Stored entries:
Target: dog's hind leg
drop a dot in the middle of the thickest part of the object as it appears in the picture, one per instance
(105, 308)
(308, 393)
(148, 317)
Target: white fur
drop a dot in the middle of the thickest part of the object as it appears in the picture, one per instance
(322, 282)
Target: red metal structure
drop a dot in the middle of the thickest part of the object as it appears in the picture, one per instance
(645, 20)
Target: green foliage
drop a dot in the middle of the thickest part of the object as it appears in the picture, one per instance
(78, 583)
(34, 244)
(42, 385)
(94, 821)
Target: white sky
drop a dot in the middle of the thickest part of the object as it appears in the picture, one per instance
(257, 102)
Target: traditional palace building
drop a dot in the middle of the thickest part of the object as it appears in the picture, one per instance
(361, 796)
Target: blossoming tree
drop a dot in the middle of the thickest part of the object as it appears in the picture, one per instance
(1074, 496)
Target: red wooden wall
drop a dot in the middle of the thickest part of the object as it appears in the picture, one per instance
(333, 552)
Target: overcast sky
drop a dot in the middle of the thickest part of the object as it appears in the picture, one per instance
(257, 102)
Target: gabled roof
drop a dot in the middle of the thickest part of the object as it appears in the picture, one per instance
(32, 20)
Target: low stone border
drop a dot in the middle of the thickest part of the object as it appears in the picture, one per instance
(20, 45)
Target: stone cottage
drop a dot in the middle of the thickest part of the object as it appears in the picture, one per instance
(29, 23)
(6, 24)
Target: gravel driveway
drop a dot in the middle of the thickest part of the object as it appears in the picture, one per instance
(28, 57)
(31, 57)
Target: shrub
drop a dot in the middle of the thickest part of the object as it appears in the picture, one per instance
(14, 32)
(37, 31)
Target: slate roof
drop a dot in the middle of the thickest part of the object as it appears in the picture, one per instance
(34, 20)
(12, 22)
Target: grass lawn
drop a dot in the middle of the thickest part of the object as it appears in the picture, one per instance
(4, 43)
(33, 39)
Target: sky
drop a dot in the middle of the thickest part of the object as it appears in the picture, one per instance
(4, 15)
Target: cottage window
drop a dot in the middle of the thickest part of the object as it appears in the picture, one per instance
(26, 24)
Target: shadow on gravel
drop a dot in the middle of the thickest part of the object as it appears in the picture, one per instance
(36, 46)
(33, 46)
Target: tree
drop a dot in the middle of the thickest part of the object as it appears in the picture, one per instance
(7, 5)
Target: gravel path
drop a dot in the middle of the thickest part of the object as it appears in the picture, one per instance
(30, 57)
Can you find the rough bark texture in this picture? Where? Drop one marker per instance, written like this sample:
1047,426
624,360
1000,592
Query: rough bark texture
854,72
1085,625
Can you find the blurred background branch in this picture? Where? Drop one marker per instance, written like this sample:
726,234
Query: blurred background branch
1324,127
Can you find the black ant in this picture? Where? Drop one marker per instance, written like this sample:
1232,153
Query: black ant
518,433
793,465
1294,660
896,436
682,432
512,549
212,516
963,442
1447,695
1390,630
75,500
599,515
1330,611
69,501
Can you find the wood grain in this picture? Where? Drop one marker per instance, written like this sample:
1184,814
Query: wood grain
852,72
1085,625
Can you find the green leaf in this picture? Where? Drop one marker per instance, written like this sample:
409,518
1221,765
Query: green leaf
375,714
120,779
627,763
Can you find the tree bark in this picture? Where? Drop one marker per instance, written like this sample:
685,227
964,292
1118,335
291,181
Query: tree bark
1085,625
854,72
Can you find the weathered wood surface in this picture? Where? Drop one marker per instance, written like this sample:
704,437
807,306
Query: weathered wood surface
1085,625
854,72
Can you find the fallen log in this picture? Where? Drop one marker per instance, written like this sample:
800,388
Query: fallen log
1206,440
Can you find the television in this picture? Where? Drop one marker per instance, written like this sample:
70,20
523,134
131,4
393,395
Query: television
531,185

## EXERCISE
Each of the entries above needs to be given again exactly.

## ANSWER TO THE PROBLEM
Target: dog's hind leg
drop a dot in the middle of the thickest part of the object as it appears in the picture, one per instance
(105, 308)
(308, 393)
(148, 317)
Target: white fur
drop a dot in the middle of the thickest part of the object as it appears in the picture, one per instance
(322, 282)
Target: red metal structure
drop a dot in the middle of the thickest part of the object as it appears in the picture, one per instance
(645, 20)
Target: green foliage
drop a dot in the middle of the thickest part of the object as it appears in the picture, one per instance
(78, 583)
(34, 244)
(42, 385)
(94, 821)
Target: white sky
drop a dot in the middle of the thickest part of the object as it appears in the picture, one per instance
(257, 102)
Target: traditional palace building
drop a dot in the middle of the thickest part of the object as it appears in the picture, one per instance
(361, 796)
Target: blossoming tree
drop a dot in the middle of the thickest part of the object as it appears in the picture, one per instance
(1074, 496)
Target: red wooden wall
drop a dot in the middle of the thickest part of the object as it appears in the picture, one per instance
(333, 552)
Target: overcast sky
drop a dot in the middle of the thickest part of the object as it appears in the picture, one per instance
(257, 102)
Target: gabled roof
drop a dot in the middle of the thickest part of the object as it appears in the picture, one per instance
(32, 20)
Target: low stone border
drop a dot in the middle of the thickest part of the object as it appears in the picture, one per instance
(20, 45)
Target: stone cottage
drop a dot in the middle of the thickest part of the object as it appears in the picture, one per instance
(29, 23)
(6, 24)
Target: gravel driveway
drop a dot in the middle of the thickest part of the object as it appears in the picture, one per instance
(28, 57)
(31, 57)
Target: shrub
drop a dot in the middle of the thickest part of the object as it appears in the picture, one per instance
(14, 32)
(37, 31)
Target: slate roof
drop a dot in the middle of the thickest part of the object as it appears in the picture, one per instance
(34, 20)
(12, 22)
Target: grass lawn
drop a dot in the middle of the thickest part of the object as it appears in the picture, one per instance
(4, 43)
(33, 39)
Target: sky
drop a dot in the middle of the thickest part of the object as it appears in the picture, one per instance
(4, 15)
Target: cottage window
drop a dot in the middle of the thickest part of the object as it appears in the picture, one per instance
(26, 24)
Target: shadow on gravel
drop a dot in the middle of the thickest part of the object as it appears in the picture, one per instance
(36, 46)
(33, 46)
Target: tree
drop a dot in the middle of the thickest part of the object as it appears in the picture, one per instance
(7, 5)
Target: gravel path
drop a dot in the middle of the thickest part of the object as it appears in the picture, one per instance
(30, 57)
Can you find the rough bark texture in this picture? Where? Drop one marker per instance, written like this sample:
1047,426
624,360
1000,592
Query: rough bark texture
854,72
1085,625
Can you find the blurred background branch in this picture? Where? Drop one marker per instance, written like this sample:
726,234
Query: blurred background branch
1324,127
Can you find the black ant in this picture? Where? Drop one marker per instance, written like this sample:
1232,153
Query: black ant
518,433
793,465
1294,660
896,436
682,432
512,549
212,516
963,442
1447,695
1390,630
75,500
599,515
1330,611
69,501
Can you find the wood grain in this picture? Where? Drop one marker per instance, written like this sample:
1184,814
Query: wood grain
852,72
1085,625
Can you find the green leaf in this picture? Where? Drop one marker per instance, written like this sample:
409,518
1221,765
Query: green leaf
375,714
120,779
627,763
Can you find the tree bark in this picture? Where? Drop one marker per instance, written like this sample:
685,227
964,292
1118,335
291,181
Query: tree bark
1085,625
854,72
Can you find the weathered wood surface in this picture? Where? Drop one marker per instance, written like this sample:
704,437
807,306
Query: weathered wood surface
1085,625
854,72
Can you find the fallen log in this picture? Where? Drop one marker per instance, written like this sample:
800,388
Query: fallen log
1206,440
Can you find the television in this picture? Where? Drop one marker per instance, written like this sample:
70,20
523,134
131,4
393,395
Query: television
531,185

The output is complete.